== What to produce ==
Rewrite the records below so that "object localization system" becomes "object detection system", with nothing else altered.

** Start of Records provided **

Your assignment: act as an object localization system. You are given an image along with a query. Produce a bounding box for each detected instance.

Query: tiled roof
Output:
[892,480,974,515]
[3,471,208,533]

** End of Records provided **

== Written response ==
Your assignment: act as an object detection system. You are given an image along with a query. Produce a bounding box for each detected instance.

Query: tiled roof
Output:
[892,480,974,515]
[3,471,208,533]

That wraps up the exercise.